»»

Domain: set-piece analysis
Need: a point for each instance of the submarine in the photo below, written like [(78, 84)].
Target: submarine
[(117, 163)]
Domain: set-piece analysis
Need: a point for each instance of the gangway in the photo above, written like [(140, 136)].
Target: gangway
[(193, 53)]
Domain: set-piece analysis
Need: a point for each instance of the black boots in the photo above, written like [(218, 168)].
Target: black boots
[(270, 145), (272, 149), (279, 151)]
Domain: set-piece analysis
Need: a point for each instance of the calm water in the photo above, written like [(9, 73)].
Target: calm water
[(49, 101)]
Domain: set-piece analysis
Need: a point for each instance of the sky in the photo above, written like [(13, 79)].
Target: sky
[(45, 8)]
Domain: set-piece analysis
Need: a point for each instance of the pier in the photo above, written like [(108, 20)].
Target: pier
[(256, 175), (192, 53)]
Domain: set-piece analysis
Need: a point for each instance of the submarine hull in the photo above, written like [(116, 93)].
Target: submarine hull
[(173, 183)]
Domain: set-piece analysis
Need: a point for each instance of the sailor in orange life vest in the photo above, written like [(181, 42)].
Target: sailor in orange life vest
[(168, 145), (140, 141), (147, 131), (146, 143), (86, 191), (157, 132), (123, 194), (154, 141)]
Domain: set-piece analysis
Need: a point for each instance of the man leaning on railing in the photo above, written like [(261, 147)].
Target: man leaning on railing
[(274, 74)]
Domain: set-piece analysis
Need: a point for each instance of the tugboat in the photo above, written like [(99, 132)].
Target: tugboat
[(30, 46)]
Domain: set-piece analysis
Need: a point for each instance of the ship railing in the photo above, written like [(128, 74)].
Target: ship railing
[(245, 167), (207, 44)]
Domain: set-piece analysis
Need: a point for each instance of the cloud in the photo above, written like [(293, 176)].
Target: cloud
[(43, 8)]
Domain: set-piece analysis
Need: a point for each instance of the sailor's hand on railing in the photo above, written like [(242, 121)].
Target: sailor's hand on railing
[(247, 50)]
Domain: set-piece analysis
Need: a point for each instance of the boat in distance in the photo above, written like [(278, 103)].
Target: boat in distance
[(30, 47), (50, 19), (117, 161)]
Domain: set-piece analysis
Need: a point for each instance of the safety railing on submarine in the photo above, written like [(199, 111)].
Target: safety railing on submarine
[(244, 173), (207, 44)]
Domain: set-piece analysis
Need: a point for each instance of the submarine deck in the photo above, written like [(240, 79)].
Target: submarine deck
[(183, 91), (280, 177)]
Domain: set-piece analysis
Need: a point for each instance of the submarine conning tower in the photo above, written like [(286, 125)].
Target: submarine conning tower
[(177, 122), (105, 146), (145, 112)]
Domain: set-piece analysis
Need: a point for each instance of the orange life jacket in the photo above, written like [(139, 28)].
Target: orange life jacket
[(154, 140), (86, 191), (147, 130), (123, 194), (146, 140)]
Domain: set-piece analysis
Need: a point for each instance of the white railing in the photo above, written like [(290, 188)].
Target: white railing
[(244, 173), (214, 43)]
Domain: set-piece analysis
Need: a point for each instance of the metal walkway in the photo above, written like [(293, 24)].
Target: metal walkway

««

* [The problem] Update the material from its start through the line that contains "[(274, 74)]" by replacing "Domain" with "Field", leaving everything else unchanged. Give back only those lines.

* [Solved problem]
Field: set-piece analysis
Need: a point for each instance of the submarine in the photo below, written like [(78, 84)].
Target: submarine
[(117, 163)]
Field: set-piece analysis
Need: a point for each instance of the gangway in the photo above, written like [(140, 136)].
Target: gangway
[(193, 53)]
Field: set-piece analysis
Need: a point for each instance of the black boots in the photo above, written like [(218, 168)].
Target: black boots
[(270, 145), (272, 149), (279, 151)]
Field: set-piece analysis
Need: a point for each instance of the calm water in the photo above, written like [(9, 73)].
Target: calm water
[(49, 101)]
Field: set-piece analysis
Need: a point for each instance of the sky in the photo above, written like [(13, 79)].
Target: sky
[(45, 8)]
Field: set-piece analysis
Need: a point for each instance of the pier in the photo above, written like [(108, 20)].
Target: pier
[(256, 175), (192, 53)]
Field: set-piece analysis
Need: a point for each instance of the submarine hull in the photo above, written like [(116, 93)].
Target: submarine hull
[(173, 183)]
Field: set-piece analysis
Need: a point for each instance of the sailor in orange life vest in the photo above, written like [(181, 42)].
Target: sailor in orange life vest
[(168, 145), (140, 141), (147, 131), (146, 143), (86, 191), (157, 132), (123, 194), (154, 141)]
Field: set-piece analysis
Need: a point for each instance of the man leaning on railing in the photo above, written like [(261, 147)].
Target: man leaning on railing
[(274, 74)]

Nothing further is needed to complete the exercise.